| 연습 문제 |
아래 기록 전체를 줄마다 번호를 붙인 목록으로 바꾸세요. 빈 줄은 목록에 넣지 마세요.
-------- 연습 자료
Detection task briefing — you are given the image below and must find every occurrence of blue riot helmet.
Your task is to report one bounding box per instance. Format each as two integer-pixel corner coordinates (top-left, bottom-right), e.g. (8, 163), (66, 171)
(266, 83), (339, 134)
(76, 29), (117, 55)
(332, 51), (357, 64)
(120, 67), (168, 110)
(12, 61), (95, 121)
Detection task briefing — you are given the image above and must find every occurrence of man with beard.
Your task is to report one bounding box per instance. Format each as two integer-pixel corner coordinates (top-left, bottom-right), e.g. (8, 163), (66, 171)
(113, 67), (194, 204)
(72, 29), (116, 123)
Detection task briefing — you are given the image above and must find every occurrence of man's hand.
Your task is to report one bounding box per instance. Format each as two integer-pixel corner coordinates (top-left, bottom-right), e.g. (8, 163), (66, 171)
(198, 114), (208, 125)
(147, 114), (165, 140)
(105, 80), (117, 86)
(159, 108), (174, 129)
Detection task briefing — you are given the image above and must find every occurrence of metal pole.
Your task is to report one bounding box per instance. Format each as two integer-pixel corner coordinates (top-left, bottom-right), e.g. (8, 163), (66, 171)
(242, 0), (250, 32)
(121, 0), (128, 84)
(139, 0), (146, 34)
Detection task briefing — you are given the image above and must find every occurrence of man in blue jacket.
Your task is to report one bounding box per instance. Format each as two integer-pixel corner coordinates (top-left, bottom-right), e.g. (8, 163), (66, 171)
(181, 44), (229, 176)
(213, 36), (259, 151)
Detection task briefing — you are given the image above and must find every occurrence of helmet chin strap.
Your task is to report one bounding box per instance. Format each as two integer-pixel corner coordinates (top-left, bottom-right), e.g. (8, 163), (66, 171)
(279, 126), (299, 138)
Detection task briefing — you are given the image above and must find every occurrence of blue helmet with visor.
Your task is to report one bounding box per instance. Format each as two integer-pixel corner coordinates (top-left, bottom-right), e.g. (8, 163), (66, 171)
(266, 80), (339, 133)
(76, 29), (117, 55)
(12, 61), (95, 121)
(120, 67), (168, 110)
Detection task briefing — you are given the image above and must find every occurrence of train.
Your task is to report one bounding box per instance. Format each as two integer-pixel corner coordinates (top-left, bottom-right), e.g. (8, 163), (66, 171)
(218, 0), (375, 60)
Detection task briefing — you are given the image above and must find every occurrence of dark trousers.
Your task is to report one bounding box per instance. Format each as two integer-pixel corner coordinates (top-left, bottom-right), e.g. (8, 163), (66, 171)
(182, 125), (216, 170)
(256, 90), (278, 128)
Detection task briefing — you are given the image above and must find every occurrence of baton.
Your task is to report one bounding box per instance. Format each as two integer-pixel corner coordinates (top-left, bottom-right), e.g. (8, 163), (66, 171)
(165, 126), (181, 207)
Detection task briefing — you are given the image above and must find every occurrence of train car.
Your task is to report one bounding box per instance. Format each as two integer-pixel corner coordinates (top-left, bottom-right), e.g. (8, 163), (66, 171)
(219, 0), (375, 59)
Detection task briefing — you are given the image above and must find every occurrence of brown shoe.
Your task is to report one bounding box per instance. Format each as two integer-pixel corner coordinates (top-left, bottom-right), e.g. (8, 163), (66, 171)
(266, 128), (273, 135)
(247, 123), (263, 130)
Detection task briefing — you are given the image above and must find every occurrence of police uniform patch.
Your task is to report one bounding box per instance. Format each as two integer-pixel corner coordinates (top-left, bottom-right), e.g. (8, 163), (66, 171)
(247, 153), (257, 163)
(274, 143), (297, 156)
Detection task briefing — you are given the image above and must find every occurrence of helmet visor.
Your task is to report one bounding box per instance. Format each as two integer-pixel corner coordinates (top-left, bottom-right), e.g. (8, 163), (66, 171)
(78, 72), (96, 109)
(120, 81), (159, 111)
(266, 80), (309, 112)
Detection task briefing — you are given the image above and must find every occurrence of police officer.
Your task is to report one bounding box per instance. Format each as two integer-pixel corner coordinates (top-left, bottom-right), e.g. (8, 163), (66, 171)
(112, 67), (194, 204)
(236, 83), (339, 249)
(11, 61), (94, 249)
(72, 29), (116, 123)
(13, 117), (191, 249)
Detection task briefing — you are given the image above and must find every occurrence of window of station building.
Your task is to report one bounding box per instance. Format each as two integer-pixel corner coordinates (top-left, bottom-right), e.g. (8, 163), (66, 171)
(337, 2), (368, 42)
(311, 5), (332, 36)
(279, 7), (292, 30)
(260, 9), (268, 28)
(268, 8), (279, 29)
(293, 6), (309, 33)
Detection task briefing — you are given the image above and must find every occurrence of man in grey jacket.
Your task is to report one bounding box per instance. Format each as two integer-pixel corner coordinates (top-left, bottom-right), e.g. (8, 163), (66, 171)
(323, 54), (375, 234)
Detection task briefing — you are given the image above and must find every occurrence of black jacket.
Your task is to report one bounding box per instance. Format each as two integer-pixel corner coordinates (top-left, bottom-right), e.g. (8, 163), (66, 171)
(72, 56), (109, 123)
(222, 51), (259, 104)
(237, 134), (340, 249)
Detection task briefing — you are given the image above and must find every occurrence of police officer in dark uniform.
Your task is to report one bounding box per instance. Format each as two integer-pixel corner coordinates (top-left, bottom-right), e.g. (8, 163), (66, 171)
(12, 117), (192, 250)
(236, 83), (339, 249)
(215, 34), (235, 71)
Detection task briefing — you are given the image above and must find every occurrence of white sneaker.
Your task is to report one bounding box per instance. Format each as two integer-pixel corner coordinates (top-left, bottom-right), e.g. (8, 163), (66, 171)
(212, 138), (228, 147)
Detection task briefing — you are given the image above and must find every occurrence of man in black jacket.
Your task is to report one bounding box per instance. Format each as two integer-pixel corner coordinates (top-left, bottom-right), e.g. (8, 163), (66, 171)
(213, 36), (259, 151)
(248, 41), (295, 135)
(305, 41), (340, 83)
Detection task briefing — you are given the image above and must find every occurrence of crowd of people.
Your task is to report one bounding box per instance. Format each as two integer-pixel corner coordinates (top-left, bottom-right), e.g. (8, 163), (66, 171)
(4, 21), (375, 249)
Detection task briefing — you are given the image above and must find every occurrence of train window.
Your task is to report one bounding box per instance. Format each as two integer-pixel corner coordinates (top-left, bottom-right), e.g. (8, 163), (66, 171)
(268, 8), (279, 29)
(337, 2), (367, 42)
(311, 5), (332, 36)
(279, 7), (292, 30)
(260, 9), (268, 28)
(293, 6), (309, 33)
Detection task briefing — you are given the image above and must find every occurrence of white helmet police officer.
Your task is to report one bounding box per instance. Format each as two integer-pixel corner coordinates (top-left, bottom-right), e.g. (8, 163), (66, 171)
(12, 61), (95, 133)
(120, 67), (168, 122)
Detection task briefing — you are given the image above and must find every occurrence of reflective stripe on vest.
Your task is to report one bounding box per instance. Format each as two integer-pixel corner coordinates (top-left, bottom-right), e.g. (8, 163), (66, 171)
----------------
| 문제 풀이 |
1. Detection task briefing — you are given the image below and must find every occurrence of blue riot helmet.
2. Your task is to report one bounding box per instance. Format each as two integer-pixel corner coordinates (top-left, bottom-right), e.g. (8, 163), (66, 171)
3. (266, 83), (339, 134)
4. (76, 29), (117, 55)
5. (332, 51), (357, 64)
6. (120, 67), (168, 110)
7. (12, 61), (95, 121)
8. Detection task briefing — you are given the image above and must find every occurrence of man with beard.
9. Your task is to report one bounding box per instance. Format each as two integer-pixel corner coordinates (top-left, bottom-right), e.g. (8, 163), (66, 171)
10. (113, 67), (194, 204)
11. (72, 29), (116, 123)
12. Detection task briefing — you are given the image above and must find every occurrence of man's hand.
13. Your task is to report one bounding box per instance. Format each as two integer-pixel corner coordinates (top-left, bottom-right), e.g. (8, 163), (66, 171)
14. (198, 114), (208, 125)
15. (147, 114), (165, 140)
16. (105, 80), (117, 86)
17. (159, 108), (174, 129)
18. Detection task briefing — you are given the image above and must find every occurrence of metal pole.
19. Your task is to report one bounding box per instance. Format each as two integer-pixel corner coordinates (top-left, bottom-right), e.g. (8, 163), (66, 171)
20. (242, 0), (250, 32)
21. (121, 0), (128, 84)
22. (139, 0), (146, 34)
23. Detection task briefing — you are given the image above and must find every occurrence of man in blue jacket.
24. Your task is to report one bounding box per instance. Format each as two integer-pixel corner coordinates (top-left, bottom-right), e.g. (8, 163), (66, 171)
25. (181, 44), (229, 176)
26. (213, 36), (259, 151)
27. Detection task briefing — you are given the image above and must find every occurrence of helmet chin strap.
28. Your task is to report one bounding box per instance. Format each as two integer-pixel corner coordinates (top-left, bottom-right), e.g. (8, 163), (66, 171)
29. (279, 126), (299, 138)
30. Detection task briefing — you are given the image above and must find every occurrence of blue helmet with visor.
31. Your task is to report one bounding box per instance. Format each as two integer-pixel corner coordinates (top-left, bottom-right), e.g. (8, 163), (66, 171)
32. (266, 80), (339, 133)
33. (76, 29), (117, 55)
34. (12, 61), (95, 121)
35. (120, 67), (168, 110)
36. Detection task briefing — you are given the image above and must find every occurrence of train.
37. Your task is to report one bounding box per instance. Format each as two integer-pixel corner coordinates (top-left, bottom-right), e.g. (8, 163), (66, 171)
38. (218, 0), (375, 60)
39. Detection task briefing — you are given the image above and must find every occurrence of dark trousers.
40. Your task is to report one bounding box per instance. Format each as two integer-pixel corner coordinates (top-left, bottom-right), e.g. (8, 163), (66, 171)
41. (182, 125), (216, 170)
42. (256, 90), (278, 128)
43. Detection task briefing — you are given the image above and must find every occurrence of baton.
44. Your task is to report one bounding box per instance. Format each as two integer-pixel corner coordinates (top-left, bottom-right), e.g. (8, 163), (66, 171)
45. (165, 126), (181, 207)
46. Detection task briefing — you are given the image above and must find every occurrence of train car.
47. Your task is to report one bounding box per instance. Format each as two integer-pixel corner coordinates (top-left, bottom-right), e.g. (8, 163), (66, 171)
48. (219, 0), (375, 59)
49. Detection task briefing — you are given the image above and must find every occurrence of brown shoe.
50. Your task is to report one bounding box per instance. Format each as two integer-pixel corner coordinates (top-left, bottom-right), e.g. (8, 163), (66, 171)
51. (266, 128), (273, 135)
52. (247, 123), (263, 130)
53. Detection task briefing — you are given the image above and must find every occurrence of police uniform patch.
54. Your task is to report one bounding box per instance. Format each as two integer-pixel corner coordinates (top-left, bottom-right), e.g. (8, 163), (66, 171)
55. (247, 153), (257, 163)
56. (274, 143), (297, 156)
57. Detection task briefing — you are given the image above and must find every occurrence of helmet visor.
58. Your task is to report one bounding box per instance. Format each as two integer-pixel corner coordinates (top-left, bottom-right), e.g. (8, 163), (66, 171)
59. (78, 72), (96, 109)
60. (120, 81), (159, 111)
61. (266, 80), (309, 112)
62. Detection task briefing — you are given the image above and must find every occurrence of police officer.
63. Your task is to report one bounding box per instance. Format each as two integer-pixel corner coordinates (top-left, bottom-right), e.g. (8, 163), (66, 171)
64. (112, 67), (194, 204)
65. (236, 83), (339, 249)
66. (11, 61), (94, 249)
67. (72, 29), (116, 123)
68. (13, 117), (191, 249)
69. Detection task briefing — you are given the image above and must find every occurrence of window of station building.
70. Your task is to report one bounding box per instance. Format each as two integer-pixel corner coordinates (top-left, bottom-right), e.g. (8, 163), (66, 171)
71. (337, 2), (368, 42)
72. (311, 5), (332, 36)
73. (279, 7), (292, 30)
74. (260, 9), (268, 28)
75. (268, 8), (279, 29)
76. (293, 6), (309, 33)
77. Detection task briefing — you are given the image above and must find every occurrence of man in grey jacket.
78. Your task is to report one bounding box per instance. Format each as two integer-pixel corner coordinates (top-left, bottom-right), e.g. (8, 163), (66, 171)
79. (323, 54), (375, 234)
80. Detection task briefing — you are given the image above and must find every occurrence of black jacket.
81. Your task is to report one bounding box per instance. Format each as two integer-pixel corner coordinates (top-left, bottom-right), e.g. (8, 163), (66, 171)
82. (72, 56), (109, 123)
83. (222, 51), (259, 104)
84. (237, 134), (340, 249)
85. Detection task briefing — you are given the image above and must find every occurrence of police officer in dark uniform.
86. Your task is to report one bounding box per instance. Format each as two integer-pixel corner coordinates (top-left, bottom-right), e.g. (8, 163), (66, 171)
87. (12, 117), (192, 250)
88. (236, 83), (339, 249)
89. (215, 34), (235, 71)
90. Detection task briefing — you are given the image above and must find every occurrence of white sneaker.
91. Your task is to report one bounding box per instance. Format each as two integer-pixel corner coordinates (top-left, bottom-right), e.g. (8, 163), (66, 171)
92. (212, 138), (228, 147)
93. Detection task briefing — you are given the image above and must find every occurrence of man in black jacket.
94. Your task is to report one bounding box per instance. Format each as two integer-pixel corner coordinates (top-left, bottom-right), e.g. (8, 163), (66, 171)
95. (213, 36), (259, 151)
96. (248, 41), (295, 135)
97. (305, 41), (340, 83)
98. Detection task briefing — you are given the image above and must find every occurrence of crowd of people.
99. Your task is to report one bounding box per instance. Format each as two integer-pixel corner coordinates (top-left, bottom-right), e.g. (8, 163), (66, 171)
100. (4, 21), (375, 249)
101. Detection task briefing — you are given the image above and must find every occurrence of train window.
102. Your task is to report one bounding box per instance. Format each as two integer-pixel corner coordinates (top-left, bottom-right), e.g. (8, 163), (66, 171)
103. (268, 8), (279, 29)
104. (337, 2), (367, 42)
105. (311, 5), (332, 36)
106. (279, 7), (292, 30)
107. (260, 9), (268, 28)
108. (293, 6), (309, 33)
109. Detection task briefing — you are given the image above and must find every occurrence of white helmet police officer.
110. Your task is to report one bounding box per instance. Format each as two integer-pixel corner coordinates (top-left, bottom-right), e.g. (8, 163), (66, 171)
111. (12, 61), (95, 133)
112. (120, 67), (168, 122)
113. Detection task briefing — you are given the image above and must find every occurrence of reflective stripe on vest.
114. Your task is to report one bounding box per instance. Format each as two integer-pixel corner coordinates (top-left, bottom-right), e.g. (8, 163), (66, 171)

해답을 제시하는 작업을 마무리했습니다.